-------- Record set

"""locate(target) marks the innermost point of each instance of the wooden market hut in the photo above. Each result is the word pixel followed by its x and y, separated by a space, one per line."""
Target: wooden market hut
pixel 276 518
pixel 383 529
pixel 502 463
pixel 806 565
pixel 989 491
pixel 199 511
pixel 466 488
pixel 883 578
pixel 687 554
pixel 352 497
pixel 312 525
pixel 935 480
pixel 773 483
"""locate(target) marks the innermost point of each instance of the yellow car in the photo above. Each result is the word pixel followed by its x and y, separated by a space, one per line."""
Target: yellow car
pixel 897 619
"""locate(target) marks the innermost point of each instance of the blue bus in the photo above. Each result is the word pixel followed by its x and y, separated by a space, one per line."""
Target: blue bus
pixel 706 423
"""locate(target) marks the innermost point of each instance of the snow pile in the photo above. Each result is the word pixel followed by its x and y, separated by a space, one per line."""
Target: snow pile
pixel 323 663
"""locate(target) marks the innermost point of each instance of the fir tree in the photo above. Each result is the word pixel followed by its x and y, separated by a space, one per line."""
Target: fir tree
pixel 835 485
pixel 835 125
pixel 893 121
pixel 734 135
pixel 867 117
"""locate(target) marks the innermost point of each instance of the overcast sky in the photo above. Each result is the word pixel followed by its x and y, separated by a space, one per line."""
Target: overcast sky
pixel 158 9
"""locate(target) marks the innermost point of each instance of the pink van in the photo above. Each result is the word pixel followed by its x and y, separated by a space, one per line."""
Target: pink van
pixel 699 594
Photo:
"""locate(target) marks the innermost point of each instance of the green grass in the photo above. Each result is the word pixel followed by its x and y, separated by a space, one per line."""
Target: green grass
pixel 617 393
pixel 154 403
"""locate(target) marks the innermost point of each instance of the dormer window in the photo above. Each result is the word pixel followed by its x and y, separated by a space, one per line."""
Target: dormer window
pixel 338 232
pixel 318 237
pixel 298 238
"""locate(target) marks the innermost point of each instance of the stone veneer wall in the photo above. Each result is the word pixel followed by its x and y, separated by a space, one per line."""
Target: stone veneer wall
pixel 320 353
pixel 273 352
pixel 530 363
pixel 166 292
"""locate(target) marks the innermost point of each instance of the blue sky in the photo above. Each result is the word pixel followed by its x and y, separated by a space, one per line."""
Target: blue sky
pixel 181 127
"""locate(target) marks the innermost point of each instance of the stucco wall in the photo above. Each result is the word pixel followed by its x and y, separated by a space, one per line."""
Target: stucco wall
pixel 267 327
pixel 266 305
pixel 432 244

----------------

## Goal of the exercise
Convert the listing above into a JSON array of strings, with one string for each line and blank lines omitted.

## Expected answer
[
  "\"\"\"locate(target) marks the innermost point of each instance of the wooden market hut in the photo above. Each result is the word pixel followed by its x and y, separated by a space, one per line.\"\"\"",
  "Target: wooden market hut",
  "pixel 276 518",
  "pixel 383 529",
  "pixel 502 463",
  "pixel 806 565",
  "pixel 989 491",
  "pixel 199 511",
  "pixel 466 488",
  "pixel 883 578",
  "pixel 687 554",
  "pixel 352 497",
  "pixel 312 525",
  "pixel 935 480",
  "pixel 773 483",
  "\"\"\"locate(target) marks the innermost point of each instance of the yellow car in the photo above. Each result is the word pixel followed by its x and y, separated by a space, one per line.\"\"\"",
  "Target: yellow car",
  "pixel 897 619",
  "\"\"\"locate(target) marks the innermost point of each instance of the blue bus in the photo above. Each result is the word pixel followed by its x and y, separated by a space, one per line.\"\"\"",
  "Target: blue bus",
  "pixel 706 423",
  "\"\"\"locate(target) marks the innermost point of each instance of the snow pile in the photo above. Each result is the word pixel followed by its x and y, separated by a space, one per line.\"\"\"",
  "Target: snow pile",
  "pixel 323 663",
  "\"\"\"locate(target) marks the innermost point of each instance of the fir tree in the photo above. Each result is the word pixel followed by its x and y, separated by a space, one per line.\"\"\"",
  "Target: fir tree",
  "pixel 835 485",
  "pixel 835 125",
  "pixel 893 121",
  "pixel 734 135",
  "pixel 867 117",
  "\"\"\"locate(target) marks the innermost point of each instance of the overcast sky in the photo above. Each result is the word pixel followed by its x and y, separated by a space, one per line.\"\"\"",
  "Target: overcast sky",
  "pixel 158 9",
  "\"\"\"locate(target) marks the innermost point of each instance of the pink van in the photo above. Each result is the word pixel followed by its x and y, separated by a space, one per line.\"\"\"",
  "Target: pink van",
  "pixel 699 594",
  "Photo:",
  "\"\"\"locate(target) marks the innermost point of each instance of the green grass in the photo above. Each result is the word pixel followed by its x and y, separated by a space, one per line.\"\"\"",
  "Target: green grass",
  "pixel 617 393",
  "pixel 154 403",
  "\"\"\"locate(target) marks the innermost point of each instance of the dormer window in the photo above. Each result is the word pixel followed by its x and y, separated by a space, one per line.\"\"\"",
  "Target: dormer window",
  "pixel 338 232",
  "pixel 318 237",
  "pixel 298 238",
  "\"\"\"locate(target) marks the innermost point of each instance of the stone veneer wall in the photo above. Each result is the word pixel followed by its x and y, separated by a space, one per line.\"\"\"",
  "Target: stone veneer wall",
  "pixel 320 353",
  "pixel 273 352",
  "pixel 530 363",
  "pixel 166 292",
  "\"\"\"locate(target) marks the innermost point of each instance of the blue sky in the photo above. Each result is the word pixel followed by its x and y, separated by a space, one per line.\"\"\"",
  "Target: blue sky",
  "pixel 181 127",
  "\"\"\"locate(target) marks the innermost point of each instance of the stucco wall in the photo above. Each result is the word pixel followed by its x and y, separated by a space, one per line.\"\"\"",
  "Target: stucco wall",
  "pixel 267 327",
  "pixel 266 305",
  "pixel 432 244"
]